# START OF PASSAGE GIVEN
6.1 The Complete Gradient Boosting Framework (Unified View)

We now have all pieces. Here is the complete algorithm as implemented in LightGBM:

Input:  
- Training data D = {(x_i, y_i)} for i=1..n  
- Loss function L(y, ŷ) with gradient g_i and Hessian h_i  
- Hyperparameters: M, ν (learning rate), J (max leaves), λ, γ, B (bins)

Initialization:
F₀(x) = argmin_c Σ L(y_i, c)
(e.g., F₀ = ȳ for MSE, F₀ = log( p̄/(1-p̄) ) for log-loss)

For m = 1 to M:

  ① Compute statistics for all samples:
     g_i = ∂L/∂ŷ_i |_{ŷ_i = F_{m-1}(x_i)},   h_i = ∂²L/∂ŷ_i² |_{ŷ_i = F_{m-1}(x_i)}

  ② [GOSS] Sample selection:
     - Keep set A: top a·n samples by |g_i|
     - Randomly sample set B: b·(1-a)·n samples from the rest
     - Amplify B gradients by (1-a)/b

  ③ [EFB] Bundle features:
     - Find mutually exclusive feature groups
     - Merge into bundles with bin offsets

  ④ Build histograms for each feature/bundle k:
     G_{k,b} = Σ_{i∈A∪B, x̃_i^(k)=b} g̃_i,   H_{k,b} = Σ_{i∈A∪B, x̃_i^(k)=b} h̃_i

  ⑤ Leaf-wise tree construction with at most J leaves:
     Repeat until J leaves:
       - For each leaf ℓ, each feature k, scan bins to find:
           Gain = ½[ G_L²/(H_L+λ) + G_R²/(H_R+λ) - G_ℓ²/(H_ℓ+λ) ] - γ
       - Apply global best split
       - Use histogram subtraction for larger sibling

  ⑥ Compute leaf weights:
     w_j* = -G_j / (H_j + λ),   j = 1,...,J

  ⑦ Update model:
     F_m(x) = F_{m-1}(x) + ν · Σ w_j* · 1[x ∈ R_j]

Output: F_M(x) (for regression) or σ(F_M(x)) (for binary classification)

6.2 Loss Functions — Derivations in Detail

6.2.1 Mean Squared Error (Regression)
# END OF PASSAGE GIVEN
◆ GOALS:
1. Answer these questions using the LightGBM algorithm text:
(a) What value is F₀ initialized to for MSE?
(b) In the GOSS step, by what factor are the gradients of set B amplified?
(c) What is the output for binary classification?
2. Proceed with the LightGBM algorithm text from its last heading, "6.2.1 Mean Squared Error (Regression)", and write the section that follows it.
The data that follows is not needed for any of this work.
# START OF DATA LINES
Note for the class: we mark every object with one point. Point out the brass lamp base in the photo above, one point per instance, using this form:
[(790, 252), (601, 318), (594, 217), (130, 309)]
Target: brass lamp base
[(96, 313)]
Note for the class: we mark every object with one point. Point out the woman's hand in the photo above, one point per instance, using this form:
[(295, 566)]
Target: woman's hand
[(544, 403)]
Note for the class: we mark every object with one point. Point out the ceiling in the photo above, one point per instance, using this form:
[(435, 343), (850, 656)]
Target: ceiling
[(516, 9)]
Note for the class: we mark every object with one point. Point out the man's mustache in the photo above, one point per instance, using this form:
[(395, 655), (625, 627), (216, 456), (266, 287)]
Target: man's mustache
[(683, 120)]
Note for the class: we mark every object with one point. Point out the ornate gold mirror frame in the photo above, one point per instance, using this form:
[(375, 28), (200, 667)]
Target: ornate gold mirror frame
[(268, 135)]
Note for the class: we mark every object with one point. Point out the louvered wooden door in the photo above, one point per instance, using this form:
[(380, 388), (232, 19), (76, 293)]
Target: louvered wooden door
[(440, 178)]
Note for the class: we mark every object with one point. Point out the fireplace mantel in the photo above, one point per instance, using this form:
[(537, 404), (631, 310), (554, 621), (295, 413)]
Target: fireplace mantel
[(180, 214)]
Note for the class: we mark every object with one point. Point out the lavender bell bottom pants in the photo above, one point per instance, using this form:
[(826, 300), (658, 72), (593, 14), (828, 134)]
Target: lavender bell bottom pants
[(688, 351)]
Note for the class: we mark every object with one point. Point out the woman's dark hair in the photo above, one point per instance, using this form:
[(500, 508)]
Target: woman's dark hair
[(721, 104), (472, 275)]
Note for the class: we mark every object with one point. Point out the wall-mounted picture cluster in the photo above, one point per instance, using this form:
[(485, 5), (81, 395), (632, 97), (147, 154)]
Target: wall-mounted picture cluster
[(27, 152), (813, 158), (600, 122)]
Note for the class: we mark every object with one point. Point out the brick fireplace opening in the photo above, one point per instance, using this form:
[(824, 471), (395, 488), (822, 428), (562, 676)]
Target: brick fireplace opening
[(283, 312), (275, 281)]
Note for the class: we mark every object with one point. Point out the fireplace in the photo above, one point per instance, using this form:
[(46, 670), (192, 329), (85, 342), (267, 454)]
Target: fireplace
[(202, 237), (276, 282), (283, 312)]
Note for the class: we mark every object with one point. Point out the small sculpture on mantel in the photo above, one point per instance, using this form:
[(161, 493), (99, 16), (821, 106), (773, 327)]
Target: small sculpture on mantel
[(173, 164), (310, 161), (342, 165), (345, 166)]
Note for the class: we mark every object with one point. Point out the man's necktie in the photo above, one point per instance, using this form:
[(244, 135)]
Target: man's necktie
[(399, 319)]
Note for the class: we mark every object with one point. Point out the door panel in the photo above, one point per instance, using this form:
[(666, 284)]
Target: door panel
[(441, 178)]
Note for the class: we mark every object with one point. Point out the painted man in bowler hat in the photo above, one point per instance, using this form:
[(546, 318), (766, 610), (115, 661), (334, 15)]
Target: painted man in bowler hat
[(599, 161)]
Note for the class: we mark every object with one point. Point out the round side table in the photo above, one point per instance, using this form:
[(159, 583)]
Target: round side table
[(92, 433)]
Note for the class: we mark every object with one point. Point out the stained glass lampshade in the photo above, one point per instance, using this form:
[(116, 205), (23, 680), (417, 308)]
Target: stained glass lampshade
# END OF DATA LINES
◆ FINAL RESULTS:
1.
(a) ȳ
(b) (1-a)/b
(c) σ(F_M(x))

2.
\[ L(y, \hat{y}) = \frac{1}{2}(y - \hat{y})^2 \]
\[ g_i = \frac{\partial L}{\partial \hat{y}_i} = \hat{y}_i - y_i, \quad h_i = \frac{\partial^2 L}{\partial \hat{y}_i^2} = 1 \]

Optimal leaf weight: \( w_j^* = -\frac{\sum_{i \in R_j}(\hat{y}_i - y_i)}{\sum_{i \in R_j} 1 + \lambda} = \frac{\sum_{i \in R_j}(y_i - \hat{y}_i)}{n_j + \lambda} \)

This is the mean residual (with L2 shrinkage) — exact same intuition as basic gradient boosting.

6.2.2 Binary Cross-Entropy (Log-Loss)

\[ L(y, \hat{y}) = -y \log \sigma(\hat{y}) - (1-y)\log(1 - \sigma(\hat{y})), \quad \sigma(z) = \frac{1}{1 + e^{-z}} \]
\[ g_i = p_i - y_i, \quad p_i = \sigma(F_{m-1}(x_i)) \]
\[ h_i = p_i(1 - p_i) \]

The Hessian is the variance of a Bernoulli(p_i) random variable — maximum at p_i = 0.5 (maximum uncertainty) and minimum near 0 or 1 (confident predictions).

6.2.3 Softmax for Multi-class (K classes)

For class k and sample i with true class y_i:

\[ g_{i,k} = p_{i,k} - \mathbf{1}[y_i = k], \quad p_{i,k} = \frac{e^{F_k(x_i)}}{\sum_{k'} e^{F_{k'}(x_i)}} \]
\[ h_{i,k} = p_{i,k}(1 - p_{i,k}) \]

One tree per class is built at each round (K trees per boosting iteration).

6.3 Complexity Analysis

OperationNaive (XGBoost)LightGBM
Histogram build\(O(n \cdot d)\) per tree\(O(n' \cdot d')\) where \(n' = (a+b)n\), \(d' \ll d\)
Split finding\(O(n \cdot d)\) per node\(O(B \cdot d')\) per node
Per-tree total\(O(n \cdot d \cdot D \cdot 2^D)\)\(O(B \cdot d' \cdot J)\)
Memory\(O(n \cdot d)\)\(O(B \cdot d')\)

With \(B=255\), \(n=10^6\), \(d'=0.1d\) (EFB), \(n'=0.3n\) (GOSS):

\[ \text{LightGBM speedup} \approx \frac{n \cdot d}{B \cdot d' \cdot n'/(n)} = \frac{10^6 \cdot d}{255 \cdot 0.1d \cdot 0.3} \approx 130,000 \times \]

In practice, the actual speedup is 10–50× due to overhead, cache effects, and sequential tree building.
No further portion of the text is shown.